Los druidas desempeñaron un papel central en la vida de las comunidades celtas, actuando como líderes religiosos, jueces y asesores de los gobernantes. Su presencia se extendió por distintas regiones de Europa, incluyendo Gran Bretaña, Irlanda, Francia y parte de la península ibérica, antes de la llegada del dominio romano.
Su conocimiento era transmitido oralmente, evitando registros escritos. Autores clásicos como Julio César documentaron sus prácticas y creencias. Entre sus conocimientos se encontraban la astronomía, la medicina y el derecho. Sostenían la idea de la reencarnación y la transmigración de las almas.
Las ceremonias druídicas tenían lugar en bosques considerados sagrados, especialmente en torno a los robles. Se les atribuía el uso del muérdago como elemento con propiedades curativas y simbólicas. Algunas crónicas romanas mencionan la realización de sacrificios en sus rituales.
El proceso de formación de un druida era prolongado, con un aprendizaje que podía extenderse hasta dos décadas. Además de sus funciones espirituales, intervenían en la resolución de conflictos y asesoraban en decisiones de importancia para la comunidad.
Con la expansión romana y la imposición del cristianismo, su influencia disminuyó hasta desaparecer como grupo organizado. No obstante, su herencia persiste en la cultura celta y en corrientes neopaganas que reivindican sus tradiciones.

Datos de localización de puntos en imágenes:
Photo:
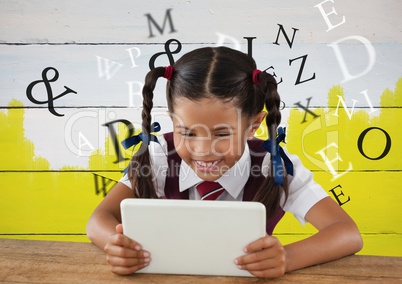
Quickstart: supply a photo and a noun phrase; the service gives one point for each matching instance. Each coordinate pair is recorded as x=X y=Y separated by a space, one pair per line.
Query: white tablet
x=193 y=236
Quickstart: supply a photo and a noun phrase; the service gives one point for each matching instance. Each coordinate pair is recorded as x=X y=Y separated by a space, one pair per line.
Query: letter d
x=342 y=63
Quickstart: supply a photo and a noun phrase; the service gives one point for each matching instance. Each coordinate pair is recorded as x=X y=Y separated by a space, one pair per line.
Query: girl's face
x=210 y=134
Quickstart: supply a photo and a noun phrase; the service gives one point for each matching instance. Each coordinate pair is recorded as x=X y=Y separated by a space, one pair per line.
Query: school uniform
x=174 y=179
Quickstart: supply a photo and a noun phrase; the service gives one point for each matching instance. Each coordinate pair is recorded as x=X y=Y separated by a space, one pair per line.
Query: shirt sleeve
x=159 y=166
x=304 y=192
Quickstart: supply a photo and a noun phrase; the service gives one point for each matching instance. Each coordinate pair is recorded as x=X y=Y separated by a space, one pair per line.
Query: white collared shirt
x=304 y=192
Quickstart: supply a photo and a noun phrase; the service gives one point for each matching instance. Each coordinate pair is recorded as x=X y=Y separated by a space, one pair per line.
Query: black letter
x=250 y=45
x=290 y=43
x=167 y=17
x=301 y=69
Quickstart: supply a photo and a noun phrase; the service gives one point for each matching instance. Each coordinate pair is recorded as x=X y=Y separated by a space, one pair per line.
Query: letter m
x=151 y=22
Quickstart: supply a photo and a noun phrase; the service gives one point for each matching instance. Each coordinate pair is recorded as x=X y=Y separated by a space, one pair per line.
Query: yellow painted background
x=38 y=203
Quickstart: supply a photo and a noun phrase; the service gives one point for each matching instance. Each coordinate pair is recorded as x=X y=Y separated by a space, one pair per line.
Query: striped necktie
x=209 y=190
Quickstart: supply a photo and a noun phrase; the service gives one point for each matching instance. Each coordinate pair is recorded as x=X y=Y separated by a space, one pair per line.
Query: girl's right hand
x=124 y=255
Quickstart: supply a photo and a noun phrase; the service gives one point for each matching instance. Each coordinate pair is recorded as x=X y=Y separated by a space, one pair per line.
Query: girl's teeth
x=203 y=164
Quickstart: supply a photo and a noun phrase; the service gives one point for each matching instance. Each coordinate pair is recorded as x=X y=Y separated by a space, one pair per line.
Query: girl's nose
x=201 y=146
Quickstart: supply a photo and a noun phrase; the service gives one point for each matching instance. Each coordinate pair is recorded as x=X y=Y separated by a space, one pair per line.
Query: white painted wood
x=82 y=68
x=124 y=21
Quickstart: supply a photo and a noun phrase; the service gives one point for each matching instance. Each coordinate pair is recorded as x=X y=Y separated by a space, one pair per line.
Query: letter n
x=151 y=21
x=290 y=43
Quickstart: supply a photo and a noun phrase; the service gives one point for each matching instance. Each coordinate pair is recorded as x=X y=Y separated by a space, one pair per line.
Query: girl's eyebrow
x=224 y=127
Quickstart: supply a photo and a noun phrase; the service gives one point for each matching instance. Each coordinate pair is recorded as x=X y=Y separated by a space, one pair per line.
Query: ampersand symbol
x=167 y=52
x=49 y=91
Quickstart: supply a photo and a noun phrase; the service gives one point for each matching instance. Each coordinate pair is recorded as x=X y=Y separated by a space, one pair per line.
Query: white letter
x=345 y=107
x=221 y=40
x=342 y=64
x=325 y=15
x=107 y=68
x=368 y=101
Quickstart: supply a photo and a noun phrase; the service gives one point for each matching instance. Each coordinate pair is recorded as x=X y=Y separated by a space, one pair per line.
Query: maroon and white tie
x=209 y=190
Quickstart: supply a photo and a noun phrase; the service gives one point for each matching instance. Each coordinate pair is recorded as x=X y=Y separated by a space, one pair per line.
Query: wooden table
x=23 y=261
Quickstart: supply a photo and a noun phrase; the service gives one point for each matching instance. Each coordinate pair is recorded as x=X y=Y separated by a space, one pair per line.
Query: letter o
x=387 y=146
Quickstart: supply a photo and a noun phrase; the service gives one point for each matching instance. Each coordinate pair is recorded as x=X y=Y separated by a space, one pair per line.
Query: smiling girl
x=216 y=100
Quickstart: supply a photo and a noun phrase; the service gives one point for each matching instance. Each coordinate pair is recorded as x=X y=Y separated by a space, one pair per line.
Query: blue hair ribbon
x=141 y=137
x=278 y=154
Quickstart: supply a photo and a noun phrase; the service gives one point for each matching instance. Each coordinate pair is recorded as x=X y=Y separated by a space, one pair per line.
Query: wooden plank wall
x=341 y=87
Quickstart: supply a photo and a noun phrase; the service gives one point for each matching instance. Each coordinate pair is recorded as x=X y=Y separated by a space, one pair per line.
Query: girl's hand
x=124 y=255
x=265 y=258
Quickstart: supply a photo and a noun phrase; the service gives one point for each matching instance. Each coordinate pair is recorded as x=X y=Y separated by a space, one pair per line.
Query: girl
x=216 y=100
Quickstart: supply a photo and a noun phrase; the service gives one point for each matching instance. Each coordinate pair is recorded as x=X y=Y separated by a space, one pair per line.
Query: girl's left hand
x=265 y=258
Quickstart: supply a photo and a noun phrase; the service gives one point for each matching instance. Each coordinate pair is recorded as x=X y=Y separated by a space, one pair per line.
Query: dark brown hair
x=222 y=73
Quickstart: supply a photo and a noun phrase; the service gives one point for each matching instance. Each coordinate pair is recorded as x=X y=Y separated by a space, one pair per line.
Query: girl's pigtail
x=269 y=193
x=140 y=169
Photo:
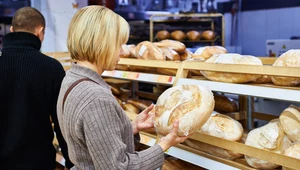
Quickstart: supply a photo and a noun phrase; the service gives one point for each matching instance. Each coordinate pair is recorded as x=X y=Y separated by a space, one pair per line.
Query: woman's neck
x=90 y=66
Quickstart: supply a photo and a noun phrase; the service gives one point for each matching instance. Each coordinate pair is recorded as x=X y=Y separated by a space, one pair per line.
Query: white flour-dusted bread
x=290 y=121
x=232 y=58
x=221 y=126
x=190 y=104
x=208 y=51
x=290 y=58
x=270 y=137
x=294 y=152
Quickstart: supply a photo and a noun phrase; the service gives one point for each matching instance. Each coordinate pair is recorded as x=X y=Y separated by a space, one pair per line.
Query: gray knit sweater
x=98 y=132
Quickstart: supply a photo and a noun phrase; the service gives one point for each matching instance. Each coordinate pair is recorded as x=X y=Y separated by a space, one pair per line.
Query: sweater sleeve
x=60 y=73
x=104 y=132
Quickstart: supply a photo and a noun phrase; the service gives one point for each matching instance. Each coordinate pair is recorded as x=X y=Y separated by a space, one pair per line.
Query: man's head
x=28 y=19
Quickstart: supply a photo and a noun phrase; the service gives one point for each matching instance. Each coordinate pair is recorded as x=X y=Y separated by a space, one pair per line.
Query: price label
x=133 y=75
x=164 y=79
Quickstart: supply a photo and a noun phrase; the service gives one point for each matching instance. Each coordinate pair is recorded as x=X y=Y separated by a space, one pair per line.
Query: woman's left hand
x=143 y=121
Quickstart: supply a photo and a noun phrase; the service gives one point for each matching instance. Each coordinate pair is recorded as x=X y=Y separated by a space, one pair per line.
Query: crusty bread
x=139 y=103
x=167 y=71
x=174 y=45
x=270 y=137
x=208 y=35
x=290 y=58
x=221 y=126
x=224 y=104
x=208 y=51
x=294 y=152
x=162 y=35
x=170 y=54
x=178 y=35
x=125 y=52
x=130 y=108
x=231 y=58
x=149 y=51
x=190 y=104
x=290 y=121
x=193 y=35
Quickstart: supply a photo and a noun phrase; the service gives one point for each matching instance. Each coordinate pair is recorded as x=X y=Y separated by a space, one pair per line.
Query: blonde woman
x=98 y=132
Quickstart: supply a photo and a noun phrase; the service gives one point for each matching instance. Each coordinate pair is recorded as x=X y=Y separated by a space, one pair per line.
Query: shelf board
x=143 y=77
x=264 y=91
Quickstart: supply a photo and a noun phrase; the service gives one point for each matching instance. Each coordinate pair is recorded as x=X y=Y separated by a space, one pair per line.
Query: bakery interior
x=173 y=42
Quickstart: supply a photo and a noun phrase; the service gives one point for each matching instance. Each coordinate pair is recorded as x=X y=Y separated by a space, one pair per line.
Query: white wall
x=58 y=14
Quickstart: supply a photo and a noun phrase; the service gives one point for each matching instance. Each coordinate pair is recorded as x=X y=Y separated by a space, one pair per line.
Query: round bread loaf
x=294 y=152
x=270 y=137
x=174 y=45
x=125 y=52
x=208 y=35
x=178 y=35
x=290 y=58
x=193 y=35
x=170 y=54
x=208 y=51
x=162 y=35
x=231 y=58
x=224 y=104
x=290 y=121
x=149 y=51
x=190 y=104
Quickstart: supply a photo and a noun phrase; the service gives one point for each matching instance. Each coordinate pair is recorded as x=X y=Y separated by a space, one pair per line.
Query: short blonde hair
x=96 y=35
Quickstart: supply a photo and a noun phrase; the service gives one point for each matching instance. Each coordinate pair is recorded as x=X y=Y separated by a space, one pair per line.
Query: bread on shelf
x=190 y=104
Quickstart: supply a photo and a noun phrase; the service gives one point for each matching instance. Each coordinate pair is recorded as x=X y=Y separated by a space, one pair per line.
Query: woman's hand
x=172 y=138
x=143 y=121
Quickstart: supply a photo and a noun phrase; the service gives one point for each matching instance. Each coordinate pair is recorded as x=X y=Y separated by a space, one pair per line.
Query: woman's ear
x=40 y=32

COMPLETA LO SIGUIENTE:
[A] Reproduce el fragmento del texto sobre los druidas que va de "Su conocimiento era" a "para la comunidad.", ambos incluidos.
[B] Indica si cada afirmación concuerda con el texto sobre los druidas y respalda cada respuesta (sí o no) con las palabras exactas del texto que lo deciden. (i) Los druidas dejaban registros escritos de su conocimiento. (ii) Las ceremonias druídicas se celebraban en bosques sagrados, sobre todo en torno a los robles. (iii) La formación de un druida podía durar hasta dos décadas.

LISTA DE SOLUCIONES:
[A]
Su conocimiento era transmitido oralmente, evitando registros escritos. Autores clásicos como Julio César documentaron sus prácticas y creencias. Entre sus conocimientos se encontraban la astronomía, la medicina y el derecho. Sostenían la idea de la reencarnación y la transmigración de las almas.
Las ceremonias druídicas tenían lugar en bosques considerados sagrados, especialmente en torno a los robles. Se les atribuía el uso del muérdago como elemento con propiedades curativas y simbólicas. Algunas crónicas romanas mencionan la realización de sacrificios en sus rituales.
El proceso de formación de un druida era prolongado, con un aprendizaje que podía extenderse hasta dos décadas. Además de sus funciones espirituales, intervenían en la resolución de conflictos y asesoraban en decisiones de importancia para la comunidad.

[B]
(i) No: "Su conocimiento era transmitido oralmente, evitando registros escritos."
(ii) Sí: "Las ceremonias druídicas tenían lugar en bosques considerados sagrados, especialmente en torno a los robles."
(iii) Sí: "con un aprendizaje que podía extenderse hasta dos décadas"